Please reproduce every line of the listing below word for word, changing nothing.

==== DATA PROVIDED

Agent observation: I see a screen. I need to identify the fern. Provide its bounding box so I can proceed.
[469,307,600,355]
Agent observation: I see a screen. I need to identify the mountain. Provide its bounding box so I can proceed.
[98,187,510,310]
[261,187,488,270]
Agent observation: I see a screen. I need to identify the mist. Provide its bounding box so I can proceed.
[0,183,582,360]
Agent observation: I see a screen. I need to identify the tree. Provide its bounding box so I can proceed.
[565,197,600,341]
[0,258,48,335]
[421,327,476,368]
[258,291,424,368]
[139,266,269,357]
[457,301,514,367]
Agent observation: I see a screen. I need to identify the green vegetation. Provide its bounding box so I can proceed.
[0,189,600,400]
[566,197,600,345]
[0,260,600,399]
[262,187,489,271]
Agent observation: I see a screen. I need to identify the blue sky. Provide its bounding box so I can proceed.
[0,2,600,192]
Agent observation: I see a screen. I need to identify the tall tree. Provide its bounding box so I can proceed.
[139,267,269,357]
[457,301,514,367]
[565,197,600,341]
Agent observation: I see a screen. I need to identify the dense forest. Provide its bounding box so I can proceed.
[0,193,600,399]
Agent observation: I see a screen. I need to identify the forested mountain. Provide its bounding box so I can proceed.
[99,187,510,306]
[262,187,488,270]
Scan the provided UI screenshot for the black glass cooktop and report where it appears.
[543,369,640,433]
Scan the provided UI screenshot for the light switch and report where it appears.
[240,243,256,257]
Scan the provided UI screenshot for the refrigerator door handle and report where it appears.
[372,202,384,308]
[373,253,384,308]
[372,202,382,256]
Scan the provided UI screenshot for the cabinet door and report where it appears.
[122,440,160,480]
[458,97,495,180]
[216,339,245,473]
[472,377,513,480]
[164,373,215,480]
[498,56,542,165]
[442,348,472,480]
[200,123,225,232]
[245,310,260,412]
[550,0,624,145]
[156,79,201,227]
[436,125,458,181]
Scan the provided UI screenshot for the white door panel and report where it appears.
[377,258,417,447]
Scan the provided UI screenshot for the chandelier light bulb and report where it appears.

========

§ **REPLY TO THE EXERCISE**
Agent observation: I see a screen. I need to identify the fern. Provide its bounding box so I can proceed.
[469,307,600,355]
Agent observation: I see a screen. I need to identify the mountain. Provide its bounding box so I can proceed.
[98,187,510,310]
[261,187,488,270]
Agent observation: I see a screen. I need to identify the mist. Provide its bounding box so I can proceed.
[0,183,582,360]
Agent observation: I see a screen. I need to identify the tree. Provide its bounding box so I can proceed.
[565,197,600,341]
[0,258,48,335]
[421,327,476,368]
[258,291,424,368]
[139,266,269,357]
[457,301,514,367]
Agent observation: I see a screen. I need to identify the green vegetation. Provide its bounding box so I can proceed.
[0,189,600,400]
[566,197,600,345]
[0,260,600,399]
[262,187,489,271]
Agent observation: I see a screen. I need to identify the blue sky. Provide its bounding box so I can proceed.
[0,2,600,192]
Agent observation: I see a screen. I need to identify the tall tree. Provide its bounding box so I can proceed.
[139,267,269,357]
[457,301,514,367]
[565,197,600,341]
Agent observation: I see a screen. I need to identify the dense forest. Provide its bounding box so I can proceed.
[0,193,600,399]
Agent observation: I see a screen. I need to identify the forested mountain. Provide its bounding box so I can proceed.
[99,187,510,306]
[262,187,488,270]
Scan the provided UI screenshot for the black glass cooktop and report where it appears.
[543,369,640,433]
Scan the provided UI screenshot for the light switch and report where it appears.
[240,243,256,257]
Scan the provided UI screenshot for the refrigerator door handle and report where it appears.
[372,202,384,308]
[373,253,384,308]
[372,202,382,256]
Scan the provided UI screenshot for the cabinet door and report where it appears.
[122,440,160,480]
[458,97,495,180]
[216,339,245,473]
[472,377,513,480]
[164,373,215,480]
[498,56,542,165]
[442,348,472,480]
[200,123,225,232]
[245,310,260,412]
[550,0,624,145]
[156,79,201,227]
[436,125,458,181]
Scan the provided UI screenshot for the white door panel and report where it appears.
[377,258,417,447]
Scan the provided UI screenshot for the chandelier light bulb and report where it appears.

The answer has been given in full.